- WYBRANY FRAGMENT
☆ ☆ ☆ ☆

Radosna wiadomość dotarła do nas w grudniu z Wielkiej Brytanii. Dziewczynka, która po urodzeniu ważyła zaledwie 750 g i musiała spędzić 102 dni w szpitalu, wróciła do zdrowia i mogła spędzić pierwsze Święta Bożego Narodzenia w domu z rodziną. Ta historia pokazuje, że walka rodziców o życie dziecka czyni cuda.
Marley Hayes urodziła się w kwietniu tego roku, w zaledwie 25. tygodniu ciąży. Warto dodać, że aborcja na życzenie w Wielkiej Brytanii jest dozwolona do 24. tygodnia prenatalnego życia dziecka. Lekarze ze szpitala w Doncaster zrobili wszystko, co w ich mocy, aby opóźnić jej poród tak długo, jak to możliwe, ale jej matka, Sophie Louise James, urodziła swoją córkę zaledwie cztery dni po przyjęciu do szpitala.

☆ ☆ ☆ ☆

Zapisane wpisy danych
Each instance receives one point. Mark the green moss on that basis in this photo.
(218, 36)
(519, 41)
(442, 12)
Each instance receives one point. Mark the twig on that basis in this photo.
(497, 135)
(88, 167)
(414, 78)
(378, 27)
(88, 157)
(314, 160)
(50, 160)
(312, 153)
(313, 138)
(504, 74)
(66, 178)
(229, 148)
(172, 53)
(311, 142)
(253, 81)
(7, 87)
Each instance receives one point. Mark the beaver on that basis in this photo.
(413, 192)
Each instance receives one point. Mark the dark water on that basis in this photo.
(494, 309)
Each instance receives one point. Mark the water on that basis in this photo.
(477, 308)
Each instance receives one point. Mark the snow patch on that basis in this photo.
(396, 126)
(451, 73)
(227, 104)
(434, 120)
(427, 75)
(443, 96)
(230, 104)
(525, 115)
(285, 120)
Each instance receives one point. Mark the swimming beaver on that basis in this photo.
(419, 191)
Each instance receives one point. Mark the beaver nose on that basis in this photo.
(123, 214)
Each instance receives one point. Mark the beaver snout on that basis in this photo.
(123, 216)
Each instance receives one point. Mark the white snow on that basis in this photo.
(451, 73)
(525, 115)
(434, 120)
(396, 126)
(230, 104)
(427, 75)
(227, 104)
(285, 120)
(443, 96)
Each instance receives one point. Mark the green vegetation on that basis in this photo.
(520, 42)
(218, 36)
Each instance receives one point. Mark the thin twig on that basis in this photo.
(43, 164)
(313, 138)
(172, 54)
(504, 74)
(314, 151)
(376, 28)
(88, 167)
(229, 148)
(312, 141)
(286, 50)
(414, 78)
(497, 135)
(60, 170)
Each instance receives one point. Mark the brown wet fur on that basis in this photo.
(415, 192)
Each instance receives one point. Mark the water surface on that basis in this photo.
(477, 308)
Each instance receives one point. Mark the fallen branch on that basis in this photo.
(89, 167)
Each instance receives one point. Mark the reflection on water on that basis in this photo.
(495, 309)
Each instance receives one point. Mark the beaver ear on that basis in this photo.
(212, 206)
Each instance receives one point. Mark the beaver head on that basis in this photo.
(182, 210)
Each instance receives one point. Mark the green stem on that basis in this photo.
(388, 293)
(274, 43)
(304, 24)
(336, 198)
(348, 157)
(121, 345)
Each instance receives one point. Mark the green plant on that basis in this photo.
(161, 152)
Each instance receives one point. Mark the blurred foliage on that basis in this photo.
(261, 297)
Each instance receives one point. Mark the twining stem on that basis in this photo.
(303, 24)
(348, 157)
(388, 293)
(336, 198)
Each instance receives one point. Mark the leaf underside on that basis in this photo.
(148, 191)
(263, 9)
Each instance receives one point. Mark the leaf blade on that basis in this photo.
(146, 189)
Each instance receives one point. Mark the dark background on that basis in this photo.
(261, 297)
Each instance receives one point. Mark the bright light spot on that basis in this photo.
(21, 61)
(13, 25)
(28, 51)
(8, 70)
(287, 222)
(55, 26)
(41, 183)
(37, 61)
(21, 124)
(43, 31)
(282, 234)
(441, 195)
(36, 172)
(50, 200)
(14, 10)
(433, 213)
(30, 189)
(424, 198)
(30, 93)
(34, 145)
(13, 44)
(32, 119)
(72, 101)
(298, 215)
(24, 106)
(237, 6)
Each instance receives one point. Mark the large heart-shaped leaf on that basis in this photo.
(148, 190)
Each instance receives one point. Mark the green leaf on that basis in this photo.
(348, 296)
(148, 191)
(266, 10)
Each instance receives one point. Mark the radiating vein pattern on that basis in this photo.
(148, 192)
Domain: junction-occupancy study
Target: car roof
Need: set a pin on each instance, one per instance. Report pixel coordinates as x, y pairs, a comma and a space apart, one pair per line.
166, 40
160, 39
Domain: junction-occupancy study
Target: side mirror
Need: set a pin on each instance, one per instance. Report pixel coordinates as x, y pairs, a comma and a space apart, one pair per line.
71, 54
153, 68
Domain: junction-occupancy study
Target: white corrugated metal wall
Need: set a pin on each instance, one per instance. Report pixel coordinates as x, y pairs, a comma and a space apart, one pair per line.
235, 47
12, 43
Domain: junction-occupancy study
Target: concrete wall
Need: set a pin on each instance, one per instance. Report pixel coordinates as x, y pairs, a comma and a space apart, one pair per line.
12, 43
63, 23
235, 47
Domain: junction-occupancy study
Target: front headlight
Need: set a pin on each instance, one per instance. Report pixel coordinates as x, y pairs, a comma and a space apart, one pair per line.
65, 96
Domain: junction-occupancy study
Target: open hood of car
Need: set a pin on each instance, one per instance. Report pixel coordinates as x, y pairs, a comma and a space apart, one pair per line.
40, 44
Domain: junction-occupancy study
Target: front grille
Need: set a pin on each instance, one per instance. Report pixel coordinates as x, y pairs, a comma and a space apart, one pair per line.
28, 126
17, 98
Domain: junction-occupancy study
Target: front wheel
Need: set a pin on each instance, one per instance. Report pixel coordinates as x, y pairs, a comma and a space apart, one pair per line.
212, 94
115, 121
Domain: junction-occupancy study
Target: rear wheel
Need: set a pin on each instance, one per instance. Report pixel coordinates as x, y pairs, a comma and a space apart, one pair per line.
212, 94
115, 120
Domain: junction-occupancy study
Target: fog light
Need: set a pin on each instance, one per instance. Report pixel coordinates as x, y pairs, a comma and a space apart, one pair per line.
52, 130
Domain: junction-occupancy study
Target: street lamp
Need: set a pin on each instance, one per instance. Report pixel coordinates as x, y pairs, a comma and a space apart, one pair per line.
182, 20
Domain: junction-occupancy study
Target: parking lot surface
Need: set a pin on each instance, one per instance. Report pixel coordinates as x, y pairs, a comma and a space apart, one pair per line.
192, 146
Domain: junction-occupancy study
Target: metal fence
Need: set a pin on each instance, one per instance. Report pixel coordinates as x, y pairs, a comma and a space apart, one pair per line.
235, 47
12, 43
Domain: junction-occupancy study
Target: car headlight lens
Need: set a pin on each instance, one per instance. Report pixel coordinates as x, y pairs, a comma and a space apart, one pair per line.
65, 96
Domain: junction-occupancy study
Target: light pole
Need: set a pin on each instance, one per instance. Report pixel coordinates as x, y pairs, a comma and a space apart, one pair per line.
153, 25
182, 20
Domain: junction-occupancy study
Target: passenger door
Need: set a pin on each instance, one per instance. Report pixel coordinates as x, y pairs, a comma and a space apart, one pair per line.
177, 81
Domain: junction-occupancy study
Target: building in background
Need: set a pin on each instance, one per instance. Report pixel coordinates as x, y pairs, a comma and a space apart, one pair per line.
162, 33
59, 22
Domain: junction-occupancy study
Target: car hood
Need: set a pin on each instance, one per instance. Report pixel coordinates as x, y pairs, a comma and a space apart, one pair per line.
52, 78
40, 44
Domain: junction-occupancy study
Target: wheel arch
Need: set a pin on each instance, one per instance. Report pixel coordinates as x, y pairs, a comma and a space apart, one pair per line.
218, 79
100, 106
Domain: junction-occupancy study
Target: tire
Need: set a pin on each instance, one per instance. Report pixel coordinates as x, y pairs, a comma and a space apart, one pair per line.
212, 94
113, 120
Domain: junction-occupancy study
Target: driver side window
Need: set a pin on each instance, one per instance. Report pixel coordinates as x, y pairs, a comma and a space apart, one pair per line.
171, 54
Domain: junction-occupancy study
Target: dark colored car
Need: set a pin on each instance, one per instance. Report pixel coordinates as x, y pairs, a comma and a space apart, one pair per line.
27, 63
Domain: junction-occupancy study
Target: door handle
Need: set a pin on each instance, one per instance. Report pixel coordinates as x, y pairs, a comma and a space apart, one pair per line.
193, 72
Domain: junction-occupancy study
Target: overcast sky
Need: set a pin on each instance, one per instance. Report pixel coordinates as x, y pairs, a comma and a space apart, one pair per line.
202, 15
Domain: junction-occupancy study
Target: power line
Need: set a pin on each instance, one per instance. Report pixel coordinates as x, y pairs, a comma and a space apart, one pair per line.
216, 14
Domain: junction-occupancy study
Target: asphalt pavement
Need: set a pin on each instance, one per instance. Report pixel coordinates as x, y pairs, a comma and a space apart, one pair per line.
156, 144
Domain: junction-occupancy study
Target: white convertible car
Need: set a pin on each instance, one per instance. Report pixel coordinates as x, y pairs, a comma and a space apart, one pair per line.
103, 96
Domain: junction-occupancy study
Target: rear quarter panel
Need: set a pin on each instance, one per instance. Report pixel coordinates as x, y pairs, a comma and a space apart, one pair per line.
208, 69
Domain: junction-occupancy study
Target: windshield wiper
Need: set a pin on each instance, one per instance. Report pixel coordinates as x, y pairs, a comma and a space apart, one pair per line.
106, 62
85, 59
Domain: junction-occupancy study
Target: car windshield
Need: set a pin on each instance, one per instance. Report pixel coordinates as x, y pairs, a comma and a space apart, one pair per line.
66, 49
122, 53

☆ ☆ ☆ ☆

- POLECENIE
Powiel cały tekst o narodzinach Marley Hayes słowo w słowo, bez żadnych zmian. Wiersze nie będą tu potrzebne.

- ROZWIĄZANIE
Radosna wiadomość dotarła do nas w grudniu z Wielkiej Brytanii. Dziewczynka, która po urodzeniu ważyła zaledwie 750 g i musiała spędzić 102 dni w szpitalu, wróciła do zdrowia i mogła spędzić pierwsze Święta Bożego Narodzenia w domu z rodziną. Ta historia pokazuje, że walka rodziców o życie dziecka czyni cuda.
Marley Hayes urodziła się w kwietniu tego roku, w zaledwie 25. tygodniu ciąży. Warto dodać, że aborcja na życzenie w Wielkiej Brytanii jest dozwolona do 24. tygodnia prenatalnego życia dziecka. Lekarze ze szpitala w Doncaster zrobili wszystko, co w ich mocy, aby opóźnić jej poród tak długo, jak to możliwe, ale jej matka, Sophie Louise James, urodziła swoją córkę zaledwie cztery dni po przyjęciu do szpitala.